- What the task requires -
Pull out every line of the records below that contains the string "shutter". Case matters.

- Data for this exercise -
#####

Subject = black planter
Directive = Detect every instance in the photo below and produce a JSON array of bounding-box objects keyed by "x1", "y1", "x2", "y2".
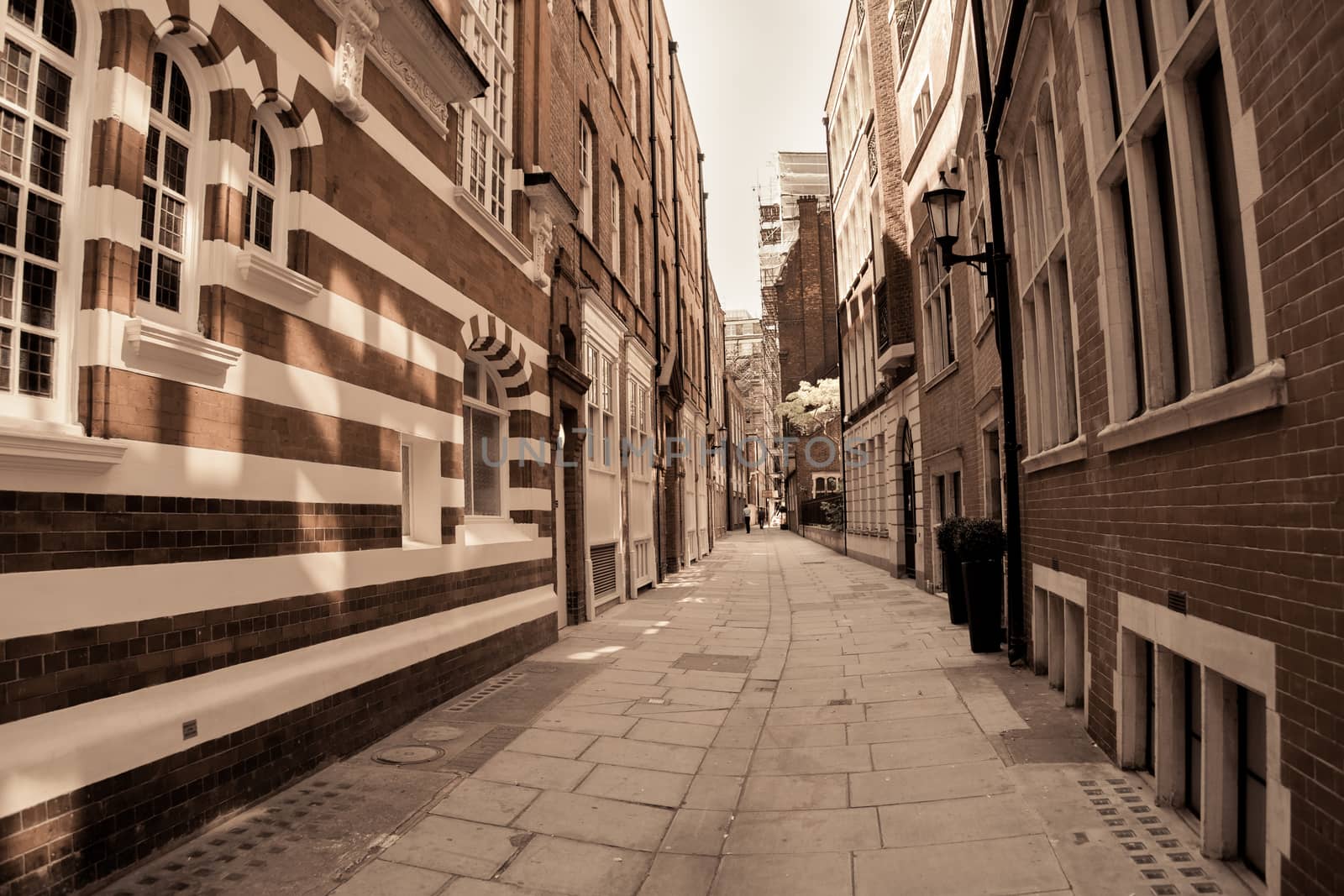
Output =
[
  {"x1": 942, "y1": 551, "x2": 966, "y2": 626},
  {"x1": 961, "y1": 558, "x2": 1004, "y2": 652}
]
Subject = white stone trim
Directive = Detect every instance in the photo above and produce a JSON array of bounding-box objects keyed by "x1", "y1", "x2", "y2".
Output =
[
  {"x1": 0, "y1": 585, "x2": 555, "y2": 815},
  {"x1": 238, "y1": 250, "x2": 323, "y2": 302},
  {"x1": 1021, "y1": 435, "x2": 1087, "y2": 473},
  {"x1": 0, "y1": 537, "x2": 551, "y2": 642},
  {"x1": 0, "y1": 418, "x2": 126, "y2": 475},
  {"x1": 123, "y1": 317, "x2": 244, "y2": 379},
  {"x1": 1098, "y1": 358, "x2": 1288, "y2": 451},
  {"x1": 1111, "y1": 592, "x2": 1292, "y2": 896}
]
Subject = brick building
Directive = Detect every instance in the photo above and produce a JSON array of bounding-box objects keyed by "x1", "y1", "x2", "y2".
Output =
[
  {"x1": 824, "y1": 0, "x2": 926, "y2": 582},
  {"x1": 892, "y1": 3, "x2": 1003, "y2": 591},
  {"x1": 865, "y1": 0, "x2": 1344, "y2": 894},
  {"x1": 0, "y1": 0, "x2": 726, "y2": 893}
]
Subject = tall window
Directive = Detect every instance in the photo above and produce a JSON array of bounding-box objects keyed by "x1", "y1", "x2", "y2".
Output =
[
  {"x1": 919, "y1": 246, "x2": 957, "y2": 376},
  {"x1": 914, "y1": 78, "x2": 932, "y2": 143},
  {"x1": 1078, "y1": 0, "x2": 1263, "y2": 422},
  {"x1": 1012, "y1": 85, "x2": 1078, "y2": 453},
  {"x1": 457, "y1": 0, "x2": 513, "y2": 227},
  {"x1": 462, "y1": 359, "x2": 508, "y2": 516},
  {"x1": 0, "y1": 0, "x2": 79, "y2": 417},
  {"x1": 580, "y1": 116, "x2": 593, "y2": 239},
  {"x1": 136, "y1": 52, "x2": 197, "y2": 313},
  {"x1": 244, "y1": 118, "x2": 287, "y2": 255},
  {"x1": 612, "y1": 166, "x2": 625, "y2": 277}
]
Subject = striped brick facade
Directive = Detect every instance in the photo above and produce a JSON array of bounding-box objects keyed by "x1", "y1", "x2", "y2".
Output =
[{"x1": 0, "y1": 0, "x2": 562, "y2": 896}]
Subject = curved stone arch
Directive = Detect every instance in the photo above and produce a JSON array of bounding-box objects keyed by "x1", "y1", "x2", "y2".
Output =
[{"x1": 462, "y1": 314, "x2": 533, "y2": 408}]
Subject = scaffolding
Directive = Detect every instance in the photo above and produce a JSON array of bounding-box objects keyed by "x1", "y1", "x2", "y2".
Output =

#####

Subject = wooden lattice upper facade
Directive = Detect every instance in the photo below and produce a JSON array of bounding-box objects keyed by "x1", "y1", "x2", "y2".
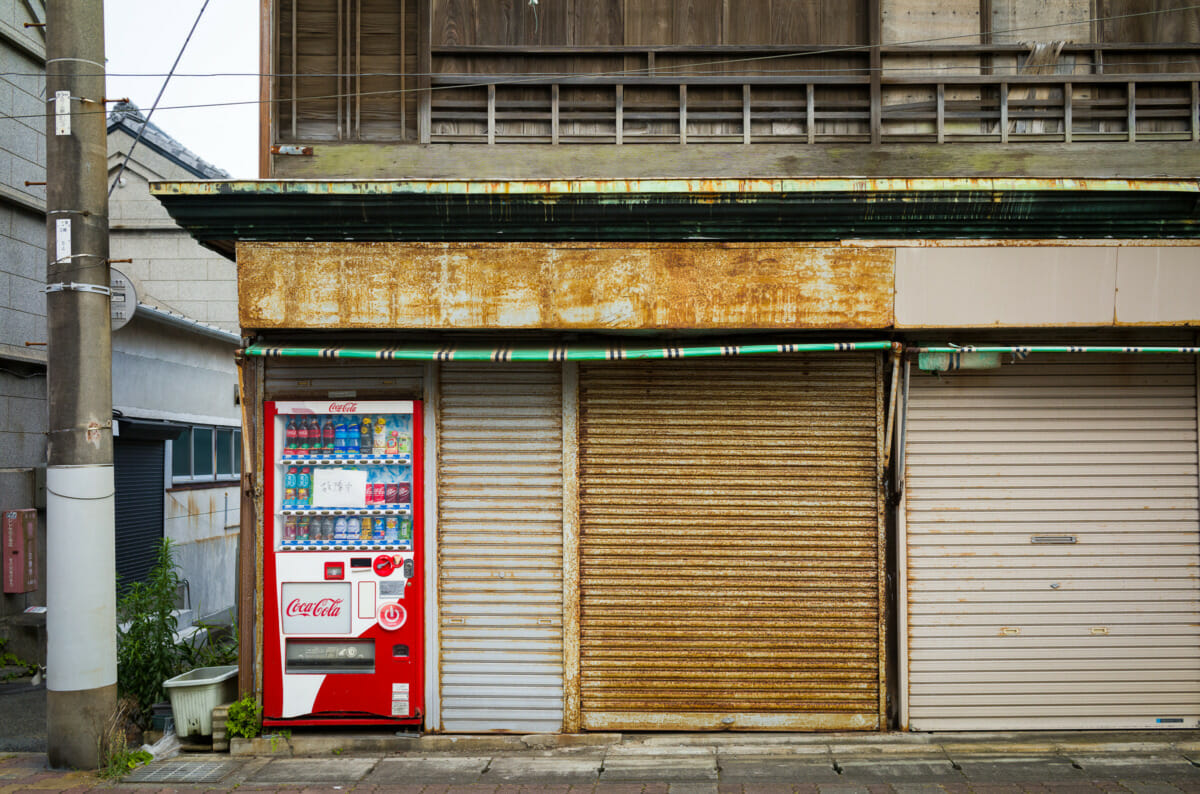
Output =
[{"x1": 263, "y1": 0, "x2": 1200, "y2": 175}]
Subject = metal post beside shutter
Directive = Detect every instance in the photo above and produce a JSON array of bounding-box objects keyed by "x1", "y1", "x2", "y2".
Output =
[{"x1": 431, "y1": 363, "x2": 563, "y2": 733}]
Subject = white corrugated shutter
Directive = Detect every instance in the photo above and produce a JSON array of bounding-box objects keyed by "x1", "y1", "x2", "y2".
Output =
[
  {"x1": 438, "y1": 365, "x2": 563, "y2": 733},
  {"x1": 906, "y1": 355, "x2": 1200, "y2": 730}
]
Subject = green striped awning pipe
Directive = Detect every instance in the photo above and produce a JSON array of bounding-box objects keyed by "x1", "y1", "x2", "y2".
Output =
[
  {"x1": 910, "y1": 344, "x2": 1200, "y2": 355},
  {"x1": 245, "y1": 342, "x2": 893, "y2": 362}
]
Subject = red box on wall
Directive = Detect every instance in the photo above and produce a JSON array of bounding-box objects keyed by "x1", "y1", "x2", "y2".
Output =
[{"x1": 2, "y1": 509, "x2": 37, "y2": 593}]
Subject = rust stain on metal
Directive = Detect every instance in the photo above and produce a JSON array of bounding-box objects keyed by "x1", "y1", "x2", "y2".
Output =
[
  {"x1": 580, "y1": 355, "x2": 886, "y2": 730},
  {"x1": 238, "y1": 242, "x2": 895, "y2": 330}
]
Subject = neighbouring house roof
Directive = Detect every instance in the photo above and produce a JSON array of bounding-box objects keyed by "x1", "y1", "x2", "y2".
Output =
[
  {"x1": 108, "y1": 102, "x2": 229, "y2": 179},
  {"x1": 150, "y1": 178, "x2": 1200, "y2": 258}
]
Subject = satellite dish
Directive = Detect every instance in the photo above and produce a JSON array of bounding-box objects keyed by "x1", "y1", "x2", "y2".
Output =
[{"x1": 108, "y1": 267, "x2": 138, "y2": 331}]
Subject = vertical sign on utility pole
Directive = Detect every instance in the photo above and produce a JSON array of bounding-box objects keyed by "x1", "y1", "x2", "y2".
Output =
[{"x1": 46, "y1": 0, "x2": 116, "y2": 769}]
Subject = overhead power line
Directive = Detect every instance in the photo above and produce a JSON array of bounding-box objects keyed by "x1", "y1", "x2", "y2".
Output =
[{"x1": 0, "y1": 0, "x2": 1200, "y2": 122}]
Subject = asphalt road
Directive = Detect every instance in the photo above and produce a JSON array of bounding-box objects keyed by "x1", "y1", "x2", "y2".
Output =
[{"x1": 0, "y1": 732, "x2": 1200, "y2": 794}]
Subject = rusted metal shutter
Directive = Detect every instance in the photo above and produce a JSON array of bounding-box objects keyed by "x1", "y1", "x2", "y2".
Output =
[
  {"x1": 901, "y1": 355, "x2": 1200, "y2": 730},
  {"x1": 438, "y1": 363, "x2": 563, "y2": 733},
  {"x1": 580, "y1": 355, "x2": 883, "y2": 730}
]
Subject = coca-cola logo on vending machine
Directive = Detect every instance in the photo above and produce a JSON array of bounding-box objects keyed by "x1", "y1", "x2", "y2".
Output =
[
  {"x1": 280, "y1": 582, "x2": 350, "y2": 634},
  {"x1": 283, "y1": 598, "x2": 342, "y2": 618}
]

#####

- Task response -
Subject = metal post beside shutter
Subject = white corrugated shutter
Subject = rusted metal shutter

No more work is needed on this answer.